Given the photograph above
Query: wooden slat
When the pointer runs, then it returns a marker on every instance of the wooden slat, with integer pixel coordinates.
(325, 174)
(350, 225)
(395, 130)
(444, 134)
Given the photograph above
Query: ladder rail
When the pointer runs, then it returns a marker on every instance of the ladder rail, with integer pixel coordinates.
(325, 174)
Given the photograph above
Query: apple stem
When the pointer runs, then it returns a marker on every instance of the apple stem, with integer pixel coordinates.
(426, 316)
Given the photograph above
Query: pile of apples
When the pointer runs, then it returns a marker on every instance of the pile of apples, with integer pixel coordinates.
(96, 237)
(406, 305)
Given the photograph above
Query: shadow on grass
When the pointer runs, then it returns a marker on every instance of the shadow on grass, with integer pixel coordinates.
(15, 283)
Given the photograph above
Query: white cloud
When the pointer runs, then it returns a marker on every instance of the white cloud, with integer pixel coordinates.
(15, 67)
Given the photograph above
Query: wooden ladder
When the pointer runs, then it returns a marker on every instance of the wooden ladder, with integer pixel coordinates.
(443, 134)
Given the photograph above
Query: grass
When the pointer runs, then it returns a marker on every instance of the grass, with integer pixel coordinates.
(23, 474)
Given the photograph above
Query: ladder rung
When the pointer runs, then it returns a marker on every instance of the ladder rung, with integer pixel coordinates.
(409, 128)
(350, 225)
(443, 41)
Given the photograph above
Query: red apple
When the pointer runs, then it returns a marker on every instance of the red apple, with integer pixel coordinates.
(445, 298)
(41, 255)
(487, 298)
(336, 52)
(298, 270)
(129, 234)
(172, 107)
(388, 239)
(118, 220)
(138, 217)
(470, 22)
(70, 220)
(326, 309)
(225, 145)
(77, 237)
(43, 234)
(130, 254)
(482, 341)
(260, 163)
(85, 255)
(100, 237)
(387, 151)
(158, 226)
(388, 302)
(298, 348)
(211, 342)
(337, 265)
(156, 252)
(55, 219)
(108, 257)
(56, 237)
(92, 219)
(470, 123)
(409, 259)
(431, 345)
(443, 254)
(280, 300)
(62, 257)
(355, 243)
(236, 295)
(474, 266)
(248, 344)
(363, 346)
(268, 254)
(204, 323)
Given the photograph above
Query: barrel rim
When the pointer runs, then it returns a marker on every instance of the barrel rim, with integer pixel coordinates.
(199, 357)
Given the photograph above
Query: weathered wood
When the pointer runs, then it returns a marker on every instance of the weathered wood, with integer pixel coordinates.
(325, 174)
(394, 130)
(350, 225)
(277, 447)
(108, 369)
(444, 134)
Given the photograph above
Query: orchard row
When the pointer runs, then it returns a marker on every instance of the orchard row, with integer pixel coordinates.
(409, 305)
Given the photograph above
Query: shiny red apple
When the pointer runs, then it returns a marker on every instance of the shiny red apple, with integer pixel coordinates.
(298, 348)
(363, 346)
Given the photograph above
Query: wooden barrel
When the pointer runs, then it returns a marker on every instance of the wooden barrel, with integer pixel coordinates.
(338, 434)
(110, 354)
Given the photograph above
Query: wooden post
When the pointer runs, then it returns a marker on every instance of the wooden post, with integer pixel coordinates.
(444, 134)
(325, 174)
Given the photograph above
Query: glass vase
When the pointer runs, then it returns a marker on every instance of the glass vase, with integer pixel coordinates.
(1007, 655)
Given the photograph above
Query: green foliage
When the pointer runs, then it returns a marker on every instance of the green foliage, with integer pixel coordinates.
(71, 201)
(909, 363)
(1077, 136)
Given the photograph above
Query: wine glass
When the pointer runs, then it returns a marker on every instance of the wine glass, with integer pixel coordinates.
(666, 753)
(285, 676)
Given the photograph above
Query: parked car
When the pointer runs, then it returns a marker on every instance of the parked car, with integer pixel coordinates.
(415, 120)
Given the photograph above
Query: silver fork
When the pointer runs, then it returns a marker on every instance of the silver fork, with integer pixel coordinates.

· · · ·

* What is required: All lines above that contain the word "fork" are to be copied.

* Problem solution:
Query: silver fork
When the pointer runs, then it returns a marker on every instance of the silver fork, with integer pixel coordinates.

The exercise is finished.